### WHAT IS NEEDED
Please recast every line of the records below as a numbered list, skipping blank lines and leaving the pictures out of your answer.

### Recorded data
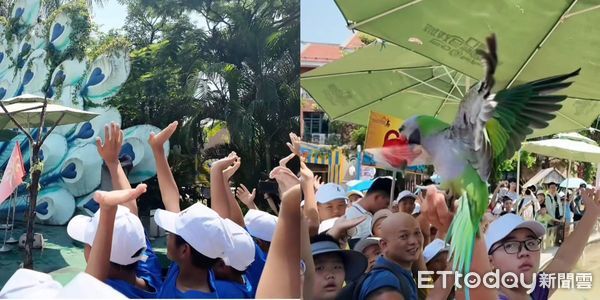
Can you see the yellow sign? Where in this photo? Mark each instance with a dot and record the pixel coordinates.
(381, 129)
(382, 142)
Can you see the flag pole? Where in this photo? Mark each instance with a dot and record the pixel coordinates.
(392, 189)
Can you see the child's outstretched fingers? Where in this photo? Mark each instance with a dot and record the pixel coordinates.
(114, 198)
(158, 140)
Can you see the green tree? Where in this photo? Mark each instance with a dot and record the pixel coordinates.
(240, 65)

### THE SOLUTION
1. Can you see the yellow sign? Where in this photo? Mark each instance with a dot and record the pixel coordinates.
2. (381, 129)
3. (382, 142)
4. Can you see the flag pole? Where in this photo? Mark each instance with a dot and record the pixel coordinates.
5. (392, 189)
6. Can you see the child's outstretched fingers? Where in this photo? Mark each instance with a dot and record the pixel coordinates.
7. (114, 198)
8. (158, 140)
9. Can you see the green tree? Where in this photo? Mark each instance with a dot and record the pixel coordinates.
10. (240, 65)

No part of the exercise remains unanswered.